● Task to complete
Copy out the rows below word for word, everything from the first row down to and including the row that contains "304L248 291L231 401L145".

[Recorded data — start]

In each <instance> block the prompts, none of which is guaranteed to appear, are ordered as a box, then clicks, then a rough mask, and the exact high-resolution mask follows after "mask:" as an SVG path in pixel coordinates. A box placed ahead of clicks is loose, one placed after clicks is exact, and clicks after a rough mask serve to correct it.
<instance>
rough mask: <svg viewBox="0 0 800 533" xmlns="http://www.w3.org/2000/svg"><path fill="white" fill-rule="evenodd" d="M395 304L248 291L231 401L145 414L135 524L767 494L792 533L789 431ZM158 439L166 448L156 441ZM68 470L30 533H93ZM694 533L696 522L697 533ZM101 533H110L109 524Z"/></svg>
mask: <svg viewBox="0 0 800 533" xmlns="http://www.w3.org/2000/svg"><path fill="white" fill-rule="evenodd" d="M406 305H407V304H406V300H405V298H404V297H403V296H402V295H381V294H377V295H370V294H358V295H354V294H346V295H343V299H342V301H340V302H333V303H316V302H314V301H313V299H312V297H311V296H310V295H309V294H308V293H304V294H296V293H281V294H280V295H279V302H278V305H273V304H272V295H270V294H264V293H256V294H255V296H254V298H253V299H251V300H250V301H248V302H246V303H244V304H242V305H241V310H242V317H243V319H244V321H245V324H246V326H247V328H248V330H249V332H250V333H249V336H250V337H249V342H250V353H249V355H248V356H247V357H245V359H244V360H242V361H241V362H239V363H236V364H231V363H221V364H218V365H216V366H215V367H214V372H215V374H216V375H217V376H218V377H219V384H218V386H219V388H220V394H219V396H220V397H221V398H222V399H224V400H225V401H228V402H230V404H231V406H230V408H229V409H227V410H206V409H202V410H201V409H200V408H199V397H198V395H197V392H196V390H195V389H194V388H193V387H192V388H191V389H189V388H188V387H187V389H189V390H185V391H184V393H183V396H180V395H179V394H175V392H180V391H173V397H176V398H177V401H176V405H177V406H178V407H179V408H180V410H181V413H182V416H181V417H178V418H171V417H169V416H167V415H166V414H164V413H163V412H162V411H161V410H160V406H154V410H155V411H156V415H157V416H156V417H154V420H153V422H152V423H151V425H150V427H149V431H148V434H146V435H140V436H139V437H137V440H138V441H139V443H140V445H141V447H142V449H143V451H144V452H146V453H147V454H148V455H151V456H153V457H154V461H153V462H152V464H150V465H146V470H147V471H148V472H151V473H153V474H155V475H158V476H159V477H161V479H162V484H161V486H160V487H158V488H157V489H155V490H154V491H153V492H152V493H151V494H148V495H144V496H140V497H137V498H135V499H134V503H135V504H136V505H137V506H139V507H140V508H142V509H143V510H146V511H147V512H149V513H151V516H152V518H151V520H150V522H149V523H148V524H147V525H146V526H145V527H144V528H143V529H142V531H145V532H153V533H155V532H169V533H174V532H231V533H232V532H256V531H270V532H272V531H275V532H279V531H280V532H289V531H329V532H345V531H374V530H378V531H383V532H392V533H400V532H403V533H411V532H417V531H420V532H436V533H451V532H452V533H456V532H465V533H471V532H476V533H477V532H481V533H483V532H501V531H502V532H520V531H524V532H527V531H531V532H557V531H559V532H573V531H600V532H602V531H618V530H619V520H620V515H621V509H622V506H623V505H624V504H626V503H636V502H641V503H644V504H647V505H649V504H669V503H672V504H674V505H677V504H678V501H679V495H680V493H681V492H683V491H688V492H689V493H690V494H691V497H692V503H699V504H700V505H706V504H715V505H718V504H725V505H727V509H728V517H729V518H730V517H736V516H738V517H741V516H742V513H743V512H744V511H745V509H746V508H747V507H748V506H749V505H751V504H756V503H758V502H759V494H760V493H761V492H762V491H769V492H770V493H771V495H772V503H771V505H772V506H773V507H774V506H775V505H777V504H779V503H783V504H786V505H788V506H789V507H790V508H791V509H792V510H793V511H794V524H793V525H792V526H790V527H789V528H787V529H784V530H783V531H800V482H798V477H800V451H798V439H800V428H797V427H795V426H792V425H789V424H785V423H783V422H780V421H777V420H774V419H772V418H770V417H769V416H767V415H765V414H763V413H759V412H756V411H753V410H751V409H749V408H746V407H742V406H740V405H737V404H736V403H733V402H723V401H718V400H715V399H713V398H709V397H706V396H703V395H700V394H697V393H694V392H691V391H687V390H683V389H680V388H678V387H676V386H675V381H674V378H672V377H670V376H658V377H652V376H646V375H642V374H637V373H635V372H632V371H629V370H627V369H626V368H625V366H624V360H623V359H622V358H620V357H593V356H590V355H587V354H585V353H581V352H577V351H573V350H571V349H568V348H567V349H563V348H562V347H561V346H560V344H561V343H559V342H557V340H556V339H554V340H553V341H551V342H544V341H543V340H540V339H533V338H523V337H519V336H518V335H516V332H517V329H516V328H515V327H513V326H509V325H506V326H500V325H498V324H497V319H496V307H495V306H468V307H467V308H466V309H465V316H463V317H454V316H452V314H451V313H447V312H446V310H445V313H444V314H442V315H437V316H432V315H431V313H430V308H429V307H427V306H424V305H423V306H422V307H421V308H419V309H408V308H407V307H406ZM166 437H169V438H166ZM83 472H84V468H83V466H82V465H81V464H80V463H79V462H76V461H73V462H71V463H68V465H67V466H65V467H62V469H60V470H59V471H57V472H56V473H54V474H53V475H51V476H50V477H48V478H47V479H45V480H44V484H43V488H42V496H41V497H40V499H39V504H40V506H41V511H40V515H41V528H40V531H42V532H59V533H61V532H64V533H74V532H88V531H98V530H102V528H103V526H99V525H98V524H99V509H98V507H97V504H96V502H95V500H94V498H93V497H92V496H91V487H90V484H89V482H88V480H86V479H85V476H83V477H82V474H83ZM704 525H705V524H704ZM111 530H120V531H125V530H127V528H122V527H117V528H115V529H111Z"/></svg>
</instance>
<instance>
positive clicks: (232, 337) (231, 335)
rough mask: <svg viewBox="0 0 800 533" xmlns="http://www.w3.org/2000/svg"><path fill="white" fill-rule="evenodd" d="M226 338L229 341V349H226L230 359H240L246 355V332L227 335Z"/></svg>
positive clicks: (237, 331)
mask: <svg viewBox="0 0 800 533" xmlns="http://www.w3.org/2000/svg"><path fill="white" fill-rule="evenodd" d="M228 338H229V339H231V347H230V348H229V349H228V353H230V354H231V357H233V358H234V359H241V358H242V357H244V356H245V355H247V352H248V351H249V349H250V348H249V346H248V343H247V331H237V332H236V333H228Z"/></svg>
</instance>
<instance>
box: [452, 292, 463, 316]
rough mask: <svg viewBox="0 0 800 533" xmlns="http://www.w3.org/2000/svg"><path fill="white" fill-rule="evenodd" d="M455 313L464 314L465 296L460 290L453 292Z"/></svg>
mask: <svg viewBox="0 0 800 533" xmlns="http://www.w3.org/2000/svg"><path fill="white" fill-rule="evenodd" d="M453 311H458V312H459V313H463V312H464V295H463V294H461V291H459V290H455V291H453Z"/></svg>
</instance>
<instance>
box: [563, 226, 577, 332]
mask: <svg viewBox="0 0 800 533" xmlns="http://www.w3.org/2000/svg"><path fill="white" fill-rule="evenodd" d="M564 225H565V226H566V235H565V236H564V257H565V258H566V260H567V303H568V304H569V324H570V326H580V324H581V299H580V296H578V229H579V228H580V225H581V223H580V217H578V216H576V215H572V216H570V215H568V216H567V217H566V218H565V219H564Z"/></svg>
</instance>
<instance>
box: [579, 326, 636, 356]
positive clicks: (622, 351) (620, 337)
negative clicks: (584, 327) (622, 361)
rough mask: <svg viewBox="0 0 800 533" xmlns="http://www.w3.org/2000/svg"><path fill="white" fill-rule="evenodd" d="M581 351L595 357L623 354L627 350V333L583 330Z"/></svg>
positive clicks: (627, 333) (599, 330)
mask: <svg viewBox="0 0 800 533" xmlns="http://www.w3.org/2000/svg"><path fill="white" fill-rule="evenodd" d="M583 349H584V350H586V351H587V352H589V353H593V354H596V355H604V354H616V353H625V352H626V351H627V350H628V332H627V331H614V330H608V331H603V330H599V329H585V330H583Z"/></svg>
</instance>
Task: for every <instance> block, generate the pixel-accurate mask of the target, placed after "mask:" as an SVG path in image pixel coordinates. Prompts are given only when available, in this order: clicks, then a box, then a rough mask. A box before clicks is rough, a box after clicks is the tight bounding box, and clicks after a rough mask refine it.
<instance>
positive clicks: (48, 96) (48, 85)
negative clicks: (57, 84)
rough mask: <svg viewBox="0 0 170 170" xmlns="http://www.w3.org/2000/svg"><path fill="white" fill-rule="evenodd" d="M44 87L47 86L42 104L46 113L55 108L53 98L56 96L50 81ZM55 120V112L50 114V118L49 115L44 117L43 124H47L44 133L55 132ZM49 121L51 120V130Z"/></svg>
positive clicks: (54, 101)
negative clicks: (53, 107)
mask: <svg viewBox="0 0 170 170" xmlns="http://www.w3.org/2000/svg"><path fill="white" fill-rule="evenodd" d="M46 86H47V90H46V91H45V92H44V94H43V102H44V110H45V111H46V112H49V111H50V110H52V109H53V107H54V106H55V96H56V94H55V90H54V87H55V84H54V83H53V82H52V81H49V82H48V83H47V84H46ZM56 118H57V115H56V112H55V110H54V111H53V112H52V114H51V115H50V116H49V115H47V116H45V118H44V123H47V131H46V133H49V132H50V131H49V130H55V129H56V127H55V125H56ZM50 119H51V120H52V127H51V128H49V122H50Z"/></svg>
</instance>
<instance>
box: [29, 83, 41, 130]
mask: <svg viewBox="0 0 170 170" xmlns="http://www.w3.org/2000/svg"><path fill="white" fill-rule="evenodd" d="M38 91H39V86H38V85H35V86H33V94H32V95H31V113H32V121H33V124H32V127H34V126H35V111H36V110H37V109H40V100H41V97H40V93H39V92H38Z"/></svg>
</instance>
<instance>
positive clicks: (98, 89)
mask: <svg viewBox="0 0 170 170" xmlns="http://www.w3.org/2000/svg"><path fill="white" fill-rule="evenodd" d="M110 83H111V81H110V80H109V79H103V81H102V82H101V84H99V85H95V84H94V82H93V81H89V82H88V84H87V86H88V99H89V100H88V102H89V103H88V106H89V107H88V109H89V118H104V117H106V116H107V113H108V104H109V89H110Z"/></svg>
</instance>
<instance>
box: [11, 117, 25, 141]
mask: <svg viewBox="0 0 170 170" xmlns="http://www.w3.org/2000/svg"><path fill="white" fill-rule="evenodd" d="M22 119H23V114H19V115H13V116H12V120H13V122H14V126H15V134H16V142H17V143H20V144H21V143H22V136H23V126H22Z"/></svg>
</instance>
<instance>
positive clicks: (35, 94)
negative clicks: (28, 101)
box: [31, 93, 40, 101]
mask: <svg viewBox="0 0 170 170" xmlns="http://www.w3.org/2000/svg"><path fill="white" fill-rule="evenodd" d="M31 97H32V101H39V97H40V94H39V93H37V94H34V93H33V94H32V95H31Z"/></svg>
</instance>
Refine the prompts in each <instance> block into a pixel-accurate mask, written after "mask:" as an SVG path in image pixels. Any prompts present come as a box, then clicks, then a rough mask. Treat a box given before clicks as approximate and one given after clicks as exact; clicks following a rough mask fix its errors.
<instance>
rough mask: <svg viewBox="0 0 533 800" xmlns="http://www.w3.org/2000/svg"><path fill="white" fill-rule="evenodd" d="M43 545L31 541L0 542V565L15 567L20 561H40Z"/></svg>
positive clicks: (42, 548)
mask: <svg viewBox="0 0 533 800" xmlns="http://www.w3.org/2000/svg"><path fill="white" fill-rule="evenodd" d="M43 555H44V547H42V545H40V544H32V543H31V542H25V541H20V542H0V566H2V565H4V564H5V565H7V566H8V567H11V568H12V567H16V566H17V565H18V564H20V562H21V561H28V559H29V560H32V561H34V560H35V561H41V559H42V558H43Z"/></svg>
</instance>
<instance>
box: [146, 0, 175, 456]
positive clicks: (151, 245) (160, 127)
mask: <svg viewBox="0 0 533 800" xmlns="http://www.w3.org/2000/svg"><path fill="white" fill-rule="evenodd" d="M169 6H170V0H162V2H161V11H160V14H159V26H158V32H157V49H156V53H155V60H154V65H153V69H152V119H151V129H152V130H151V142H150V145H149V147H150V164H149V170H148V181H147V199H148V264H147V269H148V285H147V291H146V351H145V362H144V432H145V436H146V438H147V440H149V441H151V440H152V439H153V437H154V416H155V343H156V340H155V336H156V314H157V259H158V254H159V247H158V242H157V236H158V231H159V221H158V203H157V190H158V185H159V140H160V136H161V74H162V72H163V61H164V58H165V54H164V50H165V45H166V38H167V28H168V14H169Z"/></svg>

[Recorded data — finish]

● Task response
In each <instance> block the prompts, none of which is guaranteed to appear, are ordered as a box, then clicks, then a rough mask, and the exact high-resolution mask follows after "mask:" as an SVG path in pixel coordinates. A box placed ahead of clicks is loose, one placed after clicks is exact, and clicks after a rough mask serve to correct it.
<instance>
rough mask: <svg viewBox="0 0 800 533" xmlns="http://www.w3.org/2000/svg"><path fill="white" fill-rule="evenodd" d="M395 304L248 291L231 401L145 414L135 524L767 494L792 533L789 431ZM158 439L166 448L156 441ZM68 470L30 533H93ZM694 533L696 522L697 533ZM101 533H110L109 524Z"/></svg>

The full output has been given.